Category Archives: Python

Data Camp: Week Adventure into Python Data Science

Image result for data camp

Introduction:

Noah, a former TechTarget colleague, mentioned  datacamp.com  to me, while we were discussing an issue with remotely hosted files (probably rdp associated) and pandas DataFrames.  On February 10th, I decided to give it a try and today, 6 days later, I finished up the Python Programmer Track (10 classes)!

What is Data Camp?  Data Camp is an online education company that offers data science specific courses.  They focus mostly on two lines of technology: R and Python.  They offer some auxiliary courses in other topics: SQL, Linux and git (as well as a few derivatives).  All the courses are hosted on their online platform, which overall is beautiful to interact with.  A bit more about the topics:

Data Camp Topics:

R – Statistical Programming Language

A statistical programming language inspired by LISP and developed by professors at the University of Auckland.  R has become famous amongst statistics and machine learning researchers where they prototype cutting-edge research and provide it as packages to CRAN, a online index for hosting R code.

Python – General Purpose Language

A general purpose programming language developed by Guido van Rossum.  It’s a dynamically typed, interpreted language that has been used for rapid prototyping and scripting.  Python as a general purpose programming language that can be used for: web development, networking, devops, data analysis and machine learning.  Python has gained popularity over the last few years with increased interest in it’s scientific computing platform.  Pandas, a popular Data Science framework, was inspired by R’s data frame.

SQL – Structured Query Language

Structured Query Language, SQL, is a domain-specific language typically associated with relational database management systems (RDBMS aka SQL databases), but has been coopted by other solutions (BI platforms, Hadoop and Spark).  SQL is easy to learn and revolves around a few common entities: Servers, Databases and Tables (Views etc).  Tables can be viewed as tabular data where rows are entities (employee) and columns are attributes of the entity (salary).  Most SQL is used to retrieve data hosted in tables mediated by RDBMS.

Context

R and Python are used to manipulate data in a procedural way, typically through the use of things like Data Frames (R), Pandas (Python) or Numpy (Python).  These libraries create tabular, matrix, vector or scalar data often rely on vectorized operations to do computation.  Both R and Python have extensive data visualization frameworks to create graphs.  They also have great libraries for statistics, machine learning and artificial intelligence.  SQL is primary associated with data retrieval and is used to get “data” back from a hard drive (through the database).  Most database are more limited in functionality when it concerns more finite data manipulation, graphing and machine learning (though extensions do exist).  They make up for it by being able to store large quantities of data without relying extensively on memory (volatile and limited).  Generally, most software engineers and analysts use both a programming language like (R/Python) and SQL (to access data).

> What is asked
Pick up the blog post about trying Data Camp right after its final sentence and keep writing it.

> Listed records
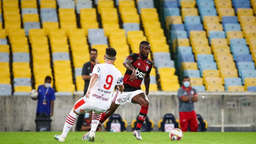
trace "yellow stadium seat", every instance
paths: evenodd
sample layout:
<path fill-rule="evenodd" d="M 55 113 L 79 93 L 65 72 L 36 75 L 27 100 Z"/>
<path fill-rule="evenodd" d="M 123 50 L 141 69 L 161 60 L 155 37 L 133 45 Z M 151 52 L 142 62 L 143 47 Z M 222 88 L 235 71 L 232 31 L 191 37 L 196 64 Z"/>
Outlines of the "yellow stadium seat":
<path fill-rule="evenodd" d="M 140 87 L 141 87 L 142 90 L 143 91 L 146 91 L 145 85 L 142 85 L 140 86 Z M 158 90 L 158 89 L 157 85 L 156 84 L 149 84 L 149 91 L 157 91 Z"/>
<path fill-rule="evenodd" d="M 230 44 L 230 38 L 244 38 L 241 31 L 229 31 L 226 32 L 227 39 L 228 44 Z"/>
<path fill-rule="evenodd" d="M 192 47 L 194 49 L 194 48 L 197 46 L 208 46 L 208 42 L 207 38 L 193 38 L 191 42 Z"/>
<path fill-rule="evenodd" d="M 238 91 L 244 91 L 244 86 L 242 85 L 230 85 L 228 87 L 228 90 L 229 91 L 232 91 L 233 92 L 236 92 Z"/>
<path fill-rule="evenodd" d="M 246 78 L 244 79 L 245 90 L 247 91 L 247 87 L 250 86 L 256 86 L 256 78 Z"/>
<path fill-rule="evenodd" d="M 169 25 L 175 24 L 182 24 L 182 17 L 180 16 L 168 16 L 165 17 L 166 28 L 169 29 Z"/>
<path fill-rule="evenodd" d="M 30 92 L 32 90 L 30 86 L 16 86 L 14 87 L 15 92 Z"/>
<path fill-rule="evenodd" d="M 41 0 L 40 1 L 40 9 L 56 8 L 56 1 L 52 0 Z"/>
<path fill-rule="evenodd" d="M 105 35 L 107 37 L 112 30 L 118 30 L 119 25 L 117 23 L 104 23 L 103 25 Z"/>
<path fill-rule="evenodd" d="M 183 62 L 181 63 L 181 71 L 188 69 L 198 70 L 197 63 L 194 62 Z"/>
<path fill-rule="evenodd" d="M 222 79 L 219 77 L 206 77 L 204 79 L 206 87 L 209 85 L 222 85 L 223 83 Z"/>
<path fill-rule="evenodd" d="M 43 28 L 44 29 L 47 34 L 49 33 L 52 30 L 59 29 L 59 23 L 58 22 L 44 22 L 42 25 Z"/>
<path fill-rule="evenodd" d="M 9 50 L 9 45 L 0 45 L 0 52 L 10 53 Z"/>
<path fill-rule="evenodd" d="M 238 77 L 236 69 L 222 69 L 220 71 L 220 76 L 224 82 L 224 79 L 226 78 L 237 78 Z"/>
<path fill-rule="evenodd" d="M 180 1 L 181 7 L 193 8 L 196 6 L 196 1 L 194 0 L 182 0 Z"/>
<path fill-rule="evenodd" d="M 197 11 L 197 9 L 195 8 L 182 8 L 181 15 L 182 16 L 183 21 L 185 20 L 184 17 L 186 16 L 198 16 L 198 12 Z"/>
<path fill-rule="evenodd" d="M 172 45 L 172 49 L 174 52 L 176 50 L 176 47 L 179 46 L 189 46 L 189 40 L 188 38 L 178 38 L 177 39 L 177 46 L 176 46 L 176 43 L 174 43 Z"/>
<path fill-rule="evenodd" d="M 211 41 L 212 42 L 212 48 L 213 51 L 214 50 L 215 48 L 228 46 L 228 41 L 225 38 L 212 38 L 211 39 Z"/>
<path fill-rule="evenodd" d="M 222 17 L 224 16 L 235 16 L 235 10 L 232 7 L 222 8 L 217 10 L 220 21 L 222 21 Z"/>
<path fill-rule="evenodd" d="M 238 21 L 240 21 L 241 16 L 253 16 L 253 11 L 252 9 L 239 8 L 237 9 L 237 15 Z"/>
<path fill-rule="evenodd" d="M 21 1 L 21 8 L 37 8 L 36 0 L 25 0 Z"/>
<path fill-rule="evenodd" d="M 177 92 L 180 87 L 180 84 L 178 83 L 161 84 L 161 88 L 164 91 Z"/>
<path fill-rule="evenodd" d="M 203 17 L 203 25 L 205 28 L 207 27 L 208 23 L 219 23 L 219 18 L 218 16 L 204 16 Z"/>
<path fill-rule="evenodd" d="M 192 86 L 203 85 L 203 79 L 201 78 L 190 78 L 190 84 Z"/>
<path fill-rule="evenodd" d="M 209 85 L 207 87 L 206 91 L 212 92 L 223 92 L 225 91 L 225 87 L 222 85 Z"/>
<path fill-rule="evenodd" d="M 206 37 L 206 32 L 204 31 L 191 31 L 190 35 L 190 41 L 194 38 Z"/>
<path fill-rule="evenodd" d="M 102 0 L 99 1 L 97 6 L 98 11 L 99 14 L 101 12 L 101 9 L 103 8 L 114 7 L 114 1 L 110 0 Z"/>
<path fill-rule="evenodd" d="M 222 25 L 220 23 L 208 23 L 206 29 L 208 36 L 210 31 L 223 31 Z"/>

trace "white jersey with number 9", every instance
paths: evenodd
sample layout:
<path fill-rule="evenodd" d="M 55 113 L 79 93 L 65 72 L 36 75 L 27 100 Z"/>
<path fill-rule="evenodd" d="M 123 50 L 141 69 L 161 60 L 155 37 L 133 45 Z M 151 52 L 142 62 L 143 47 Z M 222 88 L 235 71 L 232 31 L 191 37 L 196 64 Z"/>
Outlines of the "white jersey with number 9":
<path fill-rule="evenodd" d="M 111 104 L 111 97 L 116 85 L 123 85 L 121 72 L 113 64 L 97 64 L 94 66 L 92 76 L 98 78 L 91 90 L 89 98 L 84 97 L 89 105 L 102 110 L 107 110 Z"/>

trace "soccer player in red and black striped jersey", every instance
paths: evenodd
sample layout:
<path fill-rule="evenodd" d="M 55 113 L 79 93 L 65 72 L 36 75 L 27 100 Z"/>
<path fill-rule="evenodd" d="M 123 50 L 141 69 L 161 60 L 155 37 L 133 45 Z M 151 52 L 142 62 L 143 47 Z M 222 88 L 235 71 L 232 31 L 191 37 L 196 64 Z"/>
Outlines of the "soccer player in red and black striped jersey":
<path fill-rule="evenodd" d="M 152 62 L 148 58 L 150 49 L 149 43 L 143 41 L 140 44 L 139 53 L 131 54 L 124 60 L 123 64 L 127 69 L 123 79 L 124 89 L 122 93 L 117 90 L 114 94 L 110 108 L 101 114 L 98 127 L 114 113 L 120 105 L 124 105 L 128 100 L 132 103 L 141 106 L 133 135 L 138 140 L 142 139 L 140 129 L 146 119 L 149 103 L 147 96 L 149 89 L 149 74 L 153 65 Z M 143 79 L 145 93 L 140 88 Z"/>

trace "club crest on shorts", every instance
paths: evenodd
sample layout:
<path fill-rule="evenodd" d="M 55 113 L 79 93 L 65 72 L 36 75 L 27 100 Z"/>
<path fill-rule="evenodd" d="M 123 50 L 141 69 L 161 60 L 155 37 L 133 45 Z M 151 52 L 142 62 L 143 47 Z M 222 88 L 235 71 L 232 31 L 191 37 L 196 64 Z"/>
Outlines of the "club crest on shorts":
<path fill-rule="evenodd" d="M 148 71 L 148 69 L 149 69 L 149 67 L 147 65 L 147 66 L 146 66 L 146 71 Z"/>

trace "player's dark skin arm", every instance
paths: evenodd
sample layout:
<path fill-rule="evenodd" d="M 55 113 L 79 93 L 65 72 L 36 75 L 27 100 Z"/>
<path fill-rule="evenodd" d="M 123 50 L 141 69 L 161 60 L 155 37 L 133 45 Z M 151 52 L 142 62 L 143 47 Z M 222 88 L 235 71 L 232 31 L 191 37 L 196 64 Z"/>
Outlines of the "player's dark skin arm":
<path fill-rule="evenodd" d="M 133 60 L 131 59 L 126 58 L 123 63 L 123 64 L 124 66 L 124 67 L 127 69 L 133 71 L 132 74 L 130 76 L 130 80 L 132 80 L 132 81 L 134 80 L 136 77 L 136 70 L 132 65 L 132 62 Z"/>
<path fill-rule="evenodd" d="M 146 76 L 144 77 L 144 84 L 146 88 L 146 95 L 148 95 L 149 91 L 149 84 L 150 83 L 150 76 L 149 74 L 146 73 Z"/>

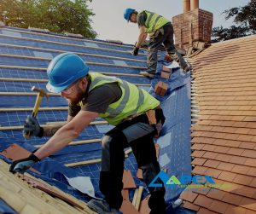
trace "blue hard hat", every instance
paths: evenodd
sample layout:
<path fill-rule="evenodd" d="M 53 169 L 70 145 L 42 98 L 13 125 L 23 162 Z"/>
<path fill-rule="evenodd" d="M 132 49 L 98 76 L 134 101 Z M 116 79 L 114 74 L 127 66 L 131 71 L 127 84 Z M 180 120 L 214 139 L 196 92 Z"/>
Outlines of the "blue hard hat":
<path fill-rule="evenodd" d="M 75 54 L 64 53 L 55 56 L 49 64 L 46 89 L 49 92 L 60 93 L 73 83 L 88 74 L 89 67 Z"/>
<path fill-rule="evenodd" d="M 125 20 L 126 20 L 127 21 L 129 21 L 130 16 L 131 16 L 131 14 L 133 12 L 136 12 L 136 10 L 134 9 L 125 9 L 125 12 L 124 12 L 124 18 L 125 18 Z"/>

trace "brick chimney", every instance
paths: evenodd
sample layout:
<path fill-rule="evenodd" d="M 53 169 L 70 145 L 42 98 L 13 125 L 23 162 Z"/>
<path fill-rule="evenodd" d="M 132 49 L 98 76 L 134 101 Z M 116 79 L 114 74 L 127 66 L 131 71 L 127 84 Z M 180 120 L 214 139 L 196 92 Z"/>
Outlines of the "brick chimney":
<path fill-rule="evenodd" d="M 191 5 L 191 9 L 190 9 Z M 210 42 L 213 14 L 199 9 L 199 0 L 183 0 L 183 14 L 172 17 L 175 44 L 183 49 Z"/>

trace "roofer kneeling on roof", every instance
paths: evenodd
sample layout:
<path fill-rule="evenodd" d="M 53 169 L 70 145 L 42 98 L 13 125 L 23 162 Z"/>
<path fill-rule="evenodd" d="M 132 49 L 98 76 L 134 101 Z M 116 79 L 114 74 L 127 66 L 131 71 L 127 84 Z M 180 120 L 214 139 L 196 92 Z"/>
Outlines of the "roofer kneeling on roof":
<path fill-rule="evenodd" d="M 149 34 L 147 59 L 148 69 L 145 72 L 141 72 L 140 74 L 148 78 L 154 78 L 157 66 L 157 51 L 162 43 L 172 60 L 178 59 L 183 71 L 188 72 L 189 70 L 183 57 L 174 46 L 173 27 L 170 20 L 155 13 L 147 10 L 138 13 L 133 9 L 126 9 L 124 13 L 124 18 L 127 21 L 138 24 L 140 34 L 132 52 L 134 55 L 137 55 L 139 48 L 147 38 L 147 34 Z"/>
<path fill-rule="evenodd" d="M 131 147 L 148 185 L 160 171 L 153 138 L 157 134 L 155 124 L 163 124 L 165 117 L 160 101 L 145 90 L 115 77 L 88 72 L 88 66 L 73 53 L 59 55 L 51 61 L 46 88 L 50 92 L 61 92 L 68 101 L 67 121 L 62 126 L 43 129 L 36 119 L 29 117 L 23 131 L 52 137 L 28 158 L 15 161 L 10 171 L 27 170 L 67 146 L 96 118 L 102 118 L 115 125 L 102 142 L 99 186 L 105 200 L 91 200 L 88 205 L 98 213 L 116 213 L 123 201 L 124 148 Z M 149 112 L 155 113 L 154 119 L 148 118 Z M 155 119 L 156 123 L 152 122 Z M 165 188 L 148 189 L 151 213 L 165 213 Z"/>

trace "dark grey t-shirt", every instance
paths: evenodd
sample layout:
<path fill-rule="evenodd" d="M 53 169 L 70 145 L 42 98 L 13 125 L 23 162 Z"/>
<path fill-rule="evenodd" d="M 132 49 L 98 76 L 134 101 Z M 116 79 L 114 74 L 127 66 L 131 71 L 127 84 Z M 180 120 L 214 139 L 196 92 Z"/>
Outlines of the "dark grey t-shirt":
<path fill-rule="evenodd" d="M 82 107 L 79 104 L 70 103 L 68 115 L 74 117 L 80 110 L 104 113 L 108 106 L 116 102 L 121 96 L 122 90 L 118 83 L 100 85 L 90 91 Z"/>
<path fill-rule="evenodd" d="M 145 12 L 137 14 L 137 25 L 139 27 L 145 26 L 147 14 Z"/>

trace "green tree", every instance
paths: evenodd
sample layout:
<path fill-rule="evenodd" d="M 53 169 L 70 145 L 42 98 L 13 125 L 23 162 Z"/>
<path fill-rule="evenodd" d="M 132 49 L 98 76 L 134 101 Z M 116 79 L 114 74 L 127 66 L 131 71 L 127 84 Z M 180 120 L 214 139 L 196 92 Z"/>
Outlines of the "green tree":
<path fill-rule="evenodd" d="M 223 12 L 225 19 L 234 17 L 233 25 L 229 28 L 222 26 L 212 28 L 212 36 L 215 41 L 229 40 L 256 33 L 256 0 L 251 0 L 243 7 L 232 8 Z"/>
<path fill-rule="evenodd" d="M 95 38 L 88 9 L 91 0 L 1 0 L 0 20 L 10 26 L 46 28 L 57 33 L 80 33 Z"/>

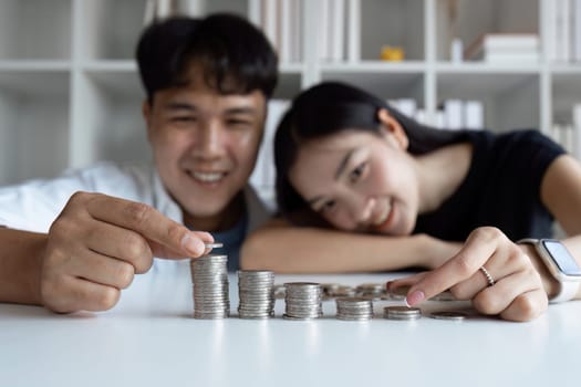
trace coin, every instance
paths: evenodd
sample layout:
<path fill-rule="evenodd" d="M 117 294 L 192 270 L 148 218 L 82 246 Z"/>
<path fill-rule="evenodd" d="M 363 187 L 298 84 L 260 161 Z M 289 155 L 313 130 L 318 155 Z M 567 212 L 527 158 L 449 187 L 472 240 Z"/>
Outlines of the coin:
<path fill-rule="evenodd" d="M 190 261 L 194 318 L 226 318 L 230 314 L 227 255 L 208 254 Z"/>
<path fill-rule="evenodd" d="M 456 311 L 439 311 L 439 312 L 432 312 L 429 314 L 432 318 L 437 320 L 453 320 L 453 321 L 463 321 L 468 315 L 464 312 L 456 312 Z"/>
<path fill-rule="evenodd" d="M 204 243 L 204 245 L 206 247 L 206 249 L 224 248 L 224 243 L 221 243 L 221 242 Z"/>
<path fill-rule="evenodd" d="M 284 315 L 287 320 L 310 320 L 322 316 L 323 291 L 314 282 L 289 282 L 284 284 Z"/>
<path fill-rule="evenodd" d="M 274 273 L 269 270 L 238 271 L 238 316 L 269 318 L 274 315 Z"/>
<path fill-rule="evenodd" d="M 422 310 L 407 306 L 385 306 L 383 316 L 388 320 L 417 320 L 422 317 Z"/>
<path fill-rule="evenodd" d="M 373 318 L 373 302 L 365 297 L 340 297 L 336 302 L 336 318 L 365 321 Z"/>

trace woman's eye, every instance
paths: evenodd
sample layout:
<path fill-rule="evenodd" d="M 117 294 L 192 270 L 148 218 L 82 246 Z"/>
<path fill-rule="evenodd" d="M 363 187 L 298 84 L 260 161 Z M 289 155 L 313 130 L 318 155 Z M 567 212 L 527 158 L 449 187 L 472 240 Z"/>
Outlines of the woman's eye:
<path fill-rule="evenodd" d="M 321 207 L 322 211 L 331 211 L 335 207 L 334 200 L 329 200 L 323 203 L 323 207 Z"/>
<path fill-rule="evenodd" d="M 361 176 L 365 171 L 366 166 L 366 163 L 362 163 L 351 171 L 351 174 L 349 175 L 349 179 L 351 180 L 351 182 L 355 182 L 361 178 Z"/>
<path fill-rule="evenodd" d="M 235 127 L 235 128 L 246 128 L 246 127 L 251 127 L 251 124 L 248 121 L 243 121 L 243 119 L 230 119 L 228 121 L 228 126 Z"/>

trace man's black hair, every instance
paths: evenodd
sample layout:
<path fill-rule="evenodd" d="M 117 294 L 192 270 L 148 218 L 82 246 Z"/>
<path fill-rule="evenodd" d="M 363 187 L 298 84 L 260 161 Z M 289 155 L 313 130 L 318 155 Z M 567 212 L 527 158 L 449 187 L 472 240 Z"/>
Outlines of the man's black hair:
<path fill-rule="evenodd" d="M 187 84 L 193 63 L 220 94 L 259 90 L 269 98 L 278 81 L 278 59 L 268 39 L 231 13 L 155 21 L 142 33 L 136 57 L 149 102 L 158 91 Z"/>

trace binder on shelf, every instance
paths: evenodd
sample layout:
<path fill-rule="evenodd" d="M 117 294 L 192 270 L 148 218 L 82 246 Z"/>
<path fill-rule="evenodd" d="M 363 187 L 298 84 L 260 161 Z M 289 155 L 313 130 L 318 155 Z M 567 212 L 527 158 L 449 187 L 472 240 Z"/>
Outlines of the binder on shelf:
<path fill-rule="evenodd" d="M 461 129 L 464 126 L 464 103 L 460 100 L 444 102 L 445 128 Z"/>
<path fill-rule="evenodd" d="M 581 62 L 581 0 L 572 1 L 573 11 L 571 13 L 573 18 L 573 59 L 575 62 Z"/>
<path fill-rule="evenodd" d="M 484 105 L 480 101 L 464 103 L 464 127 L 467 129 L 484 129 Z"/>
<path fill-rule="evenodd" d="M 361 60 L 361 0 L 347 0 L 347 59 L 350 62 Z"/>
<path fill-rule="evenodd" d="M 581 160 L 581 103 L 573 105 L 573 155 L 577 157 L 578 160 Z"/>

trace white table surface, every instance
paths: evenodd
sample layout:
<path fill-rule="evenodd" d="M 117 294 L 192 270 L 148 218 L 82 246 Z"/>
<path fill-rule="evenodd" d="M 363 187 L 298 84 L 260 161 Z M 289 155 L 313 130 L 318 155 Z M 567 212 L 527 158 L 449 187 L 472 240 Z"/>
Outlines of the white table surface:
<path fill-rule="evenodd" d="M 580 386 L 581 302 L 551 305 L 529 323 L 473 316 L 463 322 L 370 322 L 277 315 L 195 320 L 189 266 L 136 278 L 102 313 L 53 314 L 0 304 L 0 386 Z M 362 284 L 388 274 L 277 275 L 288 281 Z M 466 307 L 426 302 L 424 312 Z"/>

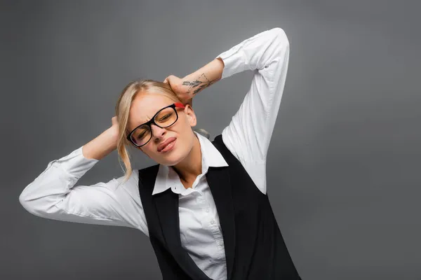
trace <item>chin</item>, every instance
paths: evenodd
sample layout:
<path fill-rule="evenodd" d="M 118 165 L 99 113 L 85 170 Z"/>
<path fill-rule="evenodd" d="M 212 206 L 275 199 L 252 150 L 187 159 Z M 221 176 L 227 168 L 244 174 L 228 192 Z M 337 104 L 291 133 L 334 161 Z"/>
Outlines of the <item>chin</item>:
<path fill-rule="evenodd" d="M 176 153 L 168 155 L 168 156 L 163 155 L 163 158 L 161 158 L 161 164 L 166 166 L 175 165 L 185 158 Z"/>

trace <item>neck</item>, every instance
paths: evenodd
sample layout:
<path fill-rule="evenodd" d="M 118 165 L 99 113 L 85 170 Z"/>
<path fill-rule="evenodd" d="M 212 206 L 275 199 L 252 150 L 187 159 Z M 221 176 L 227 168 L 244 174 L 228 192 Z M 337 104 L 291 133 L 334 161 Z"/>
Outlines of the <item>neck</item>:
<path fill-rule="evenodd" d="M 197 135 L 194 134 L 193 148 L 190 153 L 184 160 L 172 167 L 180 176 L 180 180 L 186 183 L 192 182 L 201 174 L 201 155 L 200 142 Z"/>

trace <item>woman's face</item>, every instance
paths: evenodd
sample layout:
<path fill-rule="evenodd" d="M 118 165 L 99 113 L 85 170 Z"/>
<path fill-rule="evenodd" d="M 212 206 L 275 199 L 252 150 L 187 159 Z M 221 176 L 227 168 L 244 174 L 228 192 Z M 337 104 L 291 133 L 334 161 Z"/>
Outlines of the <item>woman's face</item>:
<path fill-rule="evenodd" d="M 149 121 L 159 110 L 175 103 L 173 100 L 161 94 L 139 94 L 130 109 L 128 130 L 131 132 L 138 125 Z M 183 109 L 175 108 L 178 119 L 171 126 L 161 128 L 152 125 L 152 137 L 145 146 L 138 148 L 157 163 L 175 165 L 190 153 L 196 135 L 192 127 L 196 125 L 196 115 L 189 105 Z M 173 148 L 167 152 L 159 152 L 158 146 L 170 137 L 175 137 Z"/>

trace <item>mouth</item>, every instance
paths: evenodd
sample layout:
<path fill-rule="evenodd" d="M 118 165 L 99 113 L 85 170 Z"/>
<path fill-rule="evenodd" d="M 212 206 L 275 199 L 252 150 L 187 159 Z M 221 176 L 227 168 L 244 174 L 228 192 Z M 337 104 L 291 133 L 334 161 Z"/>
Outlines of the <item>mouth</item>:
<path fill-rule="evenodd" d="M 175 145 L 175 141 L 177 141 L 177 139 L 175 137 L 172 137 L 172 138 L 173 138 L 173 139 L 171 140 L 166 146 L 162 147 L 161 150 L 159 150 L 160 147 L 159 147 L 157 149 L 158 152 L 166 153 L 166 152 L 168 152 L 168 151 L 172 150 L 173 148 L 174 148 L 174 146 Z"/>

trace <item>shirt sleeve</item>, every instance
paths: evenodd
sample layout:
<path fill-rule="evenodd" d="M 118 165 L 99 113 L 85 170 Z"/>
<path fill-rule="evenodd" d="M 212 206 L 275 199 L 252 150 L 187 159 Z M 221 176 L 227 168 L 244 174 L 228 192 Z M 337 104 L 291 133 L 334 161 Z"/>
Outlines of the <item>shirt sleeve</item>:
<path fill-rule="evenodd" d="M 239 109 L 222 131 L 227 148 L 266 194 L 266 158 L 283 92 L 289 41 L 279 27 L 260 32 L 222 52 L 221 78 L 253 70 L 251 85 Z"/>
<path fill-rule="evenodd" d="M 149 236 L 138 193 L 138 173 L 133 171 L 124 183 L 121 176 L 91 186 L 76 186 L 79 179 L 99 161 L 85 158 L 82 148 L 50 162 L 20 194 L 22 206 L 42 218 L 126 226 Z"/>

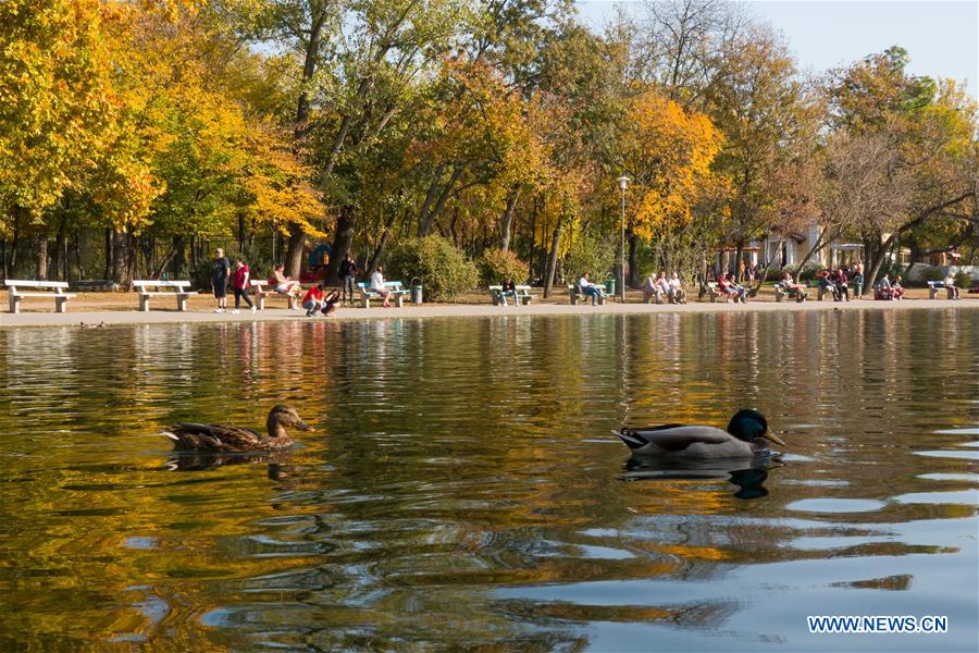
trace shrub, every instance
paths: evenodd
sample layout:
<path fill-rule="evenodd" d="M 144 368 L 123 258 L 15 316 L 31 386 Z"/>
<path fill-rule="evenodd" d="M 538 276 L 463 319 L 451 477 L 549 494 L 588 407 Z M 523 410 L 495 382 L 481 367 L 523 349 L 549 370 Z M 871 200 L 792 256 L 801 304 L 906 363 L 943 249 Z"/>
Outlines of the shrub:
<path fill-rule="evenodd" d="M 471 291 L 480 280 L 475 263 L 451 242 L 441 236 L 426 236 L 399 243 L 387 258 L 386 278 L 410 283 L 421 280 L 425 295 L 436 300 L 454 301 L 456 295 Z"/>
<path fill-rule="evenodd" d="M 476 261 L 480 269 L 480 284 L 493 285 L 512 279 L 520 283 L 526 279 L 526 263 L 510 250 L 487 249 Z"/>
<path fill-rule="evenodd" d="M 588 272 L 592 281 L 602 283 L 612 275 L 616 262 L 616 243 L 614 239 L 582 233 L 568 255 L 568 271 L 578 279 L 582 272 Z"/>

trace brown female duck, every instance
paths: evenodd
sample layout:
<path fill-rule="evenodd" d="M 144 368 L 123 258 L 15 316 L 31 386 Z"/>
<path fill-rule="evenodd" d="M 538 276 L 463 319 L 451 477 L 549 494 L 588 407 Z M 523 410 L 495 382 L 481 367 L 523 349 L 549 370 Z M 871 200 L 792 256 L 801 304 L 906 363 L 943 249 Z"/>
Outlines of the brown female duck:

> Task answer
Data Camp:

Summary:

Data Camp breaks down Python/R courses on career tracks: Python Programmer, Data Analyst and Data Scientist.  Each track is composed of a number of courses: 10, 13 and 20 respectively.  Topics covered: basic programming, data manipulation techniques, graphing, statistics, machine learning, network analysis and ai (1 course).

Each course is composed of 3-5 segments.  Each segment has a set of lectures followed by exercises.  You can expect around 3 lectures and 10 exercises per segment.  Most courses build on themselves intuitively beginning with the basics and gradually building up in complexity.  I was surprised to find lectures on generators, closures and how they relate to data frames within the first 4 classes.

Lectures:

datacamp lecture

Lecture portion of the website is beautiful.  Presentations have nice transitions and the website background is not distracting.  Lecturers were clear and easy to follow.  You get a sense that al to of effort was put into the curriculum.  There were multiple lecturers in the 10 courses I took (around 5-6).  Some of these lecturers work for esteemed companies like Anaconda, published books on the topic they spoke on or had a background in software engineering/consulting.  Overall, the lectures were high quality with very few mistakes.

Practice Sets:

datacamp practice problems.

The practice problems were conducted in what looks like a modified ipython notebook embedded in the website.  They have 4 panels, the 2 on the left: exercise and instructions and 2 on the right: Scrapt.py and ipython Shell.

The exercise and instructions provide guidance on how to complete the exercise.  The Exercise section explains the topic.  The instructions tell you what steps need to be completed before submission is excepted.

Script.py is where you write your code.  The run code button let’s you execute script.py and see the output in the IPYTHON SHELL.  It’s pretty interactive.  When you submit answer, it checks if the solution matches the instruction section.  For the most part, there are few cases where code I submitted was marked wrong when it was in fact right.  That’s great!

What if you get stuck on a programming problem?  There is a button called hint.  This provides some extra guidance typically in the form of small chunks of code.  If you press the hint button, a new button called show solution will appear.  Clicking the show solution button will overwrite the SCRIPT.PY window with the correct solution, which you can then run and submit.

In rare occasions, you might end up with a multiple choice question.  They offer an interactive shell in this case.  It always proceeds the more free-form question variant.

Gamification:

Data Camp has one really great feature that I liked.  Each exercise has an amount of xp that you can collect.  Each lecture is worth 50xp, multiple choice is worth 50xp and problem sets are worth 100xp.  If you click the show hint button, the problem set xp is reduced to 70xp.  Show solution gives you 0xp.  When logging in, you will see the total xp you got that day as well as how many days in a row you have utilized data camp (streak). This is a great way to motivate you to do the exercises.

Another layer of gamification comes from certificates you can collect (and post on linkedin) as well as career tracks you can complete.

Cost/Summary:

I think data camp is very friendly to beginners interested in learning about data analysis in Python and R, both marketable skills.  I think the course layouts, lectures and practice problems are well thought out.  I would suggest that beginners also read books and online documentation on subjects like Pandas and Numpy.  I found data camp focused more on practicing skills and less on implementation details (which is a good thing).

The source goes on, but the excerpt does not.